#### Data listing ####

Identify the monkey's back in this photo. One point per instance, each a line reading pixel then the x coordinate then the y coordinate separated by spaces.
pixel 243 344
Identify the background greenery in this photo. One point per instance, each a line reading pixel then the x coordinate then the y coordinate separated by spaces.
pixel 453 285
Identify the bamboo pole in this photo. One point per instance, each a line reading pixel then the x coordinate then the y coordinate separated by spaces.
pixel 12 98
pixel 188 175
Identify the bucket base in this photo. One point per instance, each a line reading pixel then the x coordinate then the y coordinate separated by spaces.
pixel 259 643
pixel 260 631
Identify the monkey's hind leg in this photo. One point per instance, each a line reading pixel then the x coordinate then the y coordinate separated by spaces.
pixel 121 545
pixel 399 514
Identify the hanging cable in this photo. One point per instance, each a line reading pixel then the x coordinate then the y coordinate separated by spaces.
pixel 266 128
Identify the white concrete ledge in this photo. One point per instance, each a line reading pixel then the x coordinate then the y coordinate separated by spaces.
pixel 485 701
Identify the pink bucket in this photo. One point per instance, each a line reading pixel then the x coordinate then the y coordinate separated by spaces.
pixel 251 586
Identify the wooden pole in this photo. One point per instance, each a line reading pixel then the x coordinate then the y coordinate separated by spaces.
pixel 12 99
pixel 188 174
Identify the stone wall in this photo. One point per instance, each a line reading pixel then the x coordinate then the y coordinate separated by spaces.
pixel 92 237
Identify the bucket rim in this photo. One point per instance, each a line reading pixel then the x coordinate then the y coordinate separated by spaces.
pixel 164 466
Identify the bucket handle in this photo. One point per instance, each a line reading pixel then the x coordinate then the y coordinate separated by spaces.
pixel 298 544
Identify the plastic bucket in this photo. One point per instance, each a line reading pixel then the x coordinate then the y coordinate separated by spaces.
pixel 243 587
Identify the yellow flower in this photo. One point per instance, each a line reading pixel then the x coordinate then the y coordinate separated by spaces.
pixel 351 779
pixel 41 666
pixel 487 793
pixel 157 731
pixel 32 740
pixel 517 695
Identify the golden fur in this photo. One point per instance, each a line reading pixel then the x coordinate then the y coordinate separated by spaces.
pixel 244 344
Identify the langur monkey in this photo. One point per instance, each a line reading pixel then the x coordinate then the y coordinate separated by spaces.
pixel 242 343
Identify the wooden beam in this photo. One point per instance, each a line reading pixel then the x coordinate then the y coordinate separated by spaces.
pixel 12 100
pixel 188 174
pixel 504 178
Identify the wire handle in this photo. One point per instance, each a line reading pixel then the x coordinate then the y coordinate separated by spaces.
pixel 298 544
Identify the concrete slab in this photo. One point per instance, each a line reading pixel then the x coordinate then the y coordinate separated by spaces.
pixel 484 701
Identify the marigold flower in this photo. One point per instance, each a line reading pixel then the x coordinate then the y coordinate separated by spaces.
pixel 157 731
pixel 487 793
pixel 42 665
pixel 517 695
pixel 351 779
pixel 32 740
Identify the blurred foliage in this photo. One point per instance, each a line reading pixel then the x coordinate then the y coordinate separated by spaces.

####

Task to complete:
Give all the entries again exactly; leave none out.

Task solution:
Identify the monkey's back in this photo. One point per instance, each a line reading pixel then the x coordinate then the y coordinate separated by spaces.
pixel 243 344
Identify the background greenery in this photo. One point per instance, each a line reading pixel then the x coordinate then the y coordinate separated by spaces.
pixel 453 285
Identify the bamboo pole in this photo. One point per instance, each a line reading pixel then the x coordinate then the y coordinate separated by spaces.
pixel 12 98
pixel 188 175
Identify the bucket base in this photo. One point per instance, each a line reading pixel then the x coordinate then the y coordinate separated by spaces.
pixel 259 643
pixel 260 631
Identify the monkey's hind leg in this photo. One point per instance, each a line reading pixel then the x coordinate then the y coordinate separated by spaces.
pixel 121 545
pixel 399 514
Identify the hanging cable in this photo. One point per instance, each a line reading pixel then the x coordinate then the y coordinate separated by spaces.
pixel 266 128
Identify the white concrete ledge in this photo. One point per instance, each a line reading pixel then the x coordinate then the y coordinate separated by spaces.
pixel 485 701
Identify the pink bucket in this photo. One point per instance, each a line reading pixel then the x coordinate then the y coordinate separated by spaces.
pixel 251 586
Identify the wooden pole in this photo. One point per instance, each a line reading pixel then the x coordinate then the y coordinate separated by spaces.
pixel 12 99
pixel 188 174
Identify the stone wall in this photo. One point per instance, each a line reading pixel then the x coordinate then the y coordinate separated by spaces.
pixel 92 237
Identify the bucket rim in this photo. One point per instance, each a line reading pixel then the x coordinate then the y coordinate separated by spaces.
pixel 164 466
Identify the bucket handle in this photo. One point per instance, each a line reading pixel then the x coordinate then the y coordinate separated by spaces.
pixel 298 544
Identify the plastic bucket in this photo. One point per instance, each a line reading pixel then the x coordinate then the y coordinate separated by spaces.
pixel 243 587
Identify the yellow flower in this photo. One point per instance, each a line reading pixel then the x coordinate then the y coordinate separated by spaces.
pixel 351 779
pixel 41 666
pixel 487 793
pixel 157 731
pixel 32 740
pixel 517 695
Identify the golden fur in this photo. One point per instance, each a line reading pixel then the x coordinate then the y coordinate separated by spaces.
pixel 244 344
Identify the langur monkey in this photo. One point per instance, each a line reading pixel then the x coordinate then the y coordinate separated by spaces.
pixel 242 343
Identify the wooden beam in this photo. One point per instance, each a line reading pixel then the x coordinate then the y coordinate separated by spaces.
pixel 12 100
pixel 188 174
pixel 504 178
Identify the wire handle in this photo. One point per instance, each a line reading pixel then the x coordinate then the y coordinate separated by spaces.
pixel 298 544
Identify the concrete slab in this photo. One point per instance, each a line reading pixel then the x coordinate then the y coordinate separated by spaces.
pixel 484 701
Identify the marigold flower in this photo. One point per instance, each a line reading pixel then the x coordinate then the y coordinate separated by spaces.
pixel 157 731
pixel 487 793
pixel 42 665
pixel 517 695
pixel 351 779
pixel 32 740
Identify the blurred foliage in this photo. One point per instance, each a line reading pixel then the x coordinate then the y coordinate separated by spaces.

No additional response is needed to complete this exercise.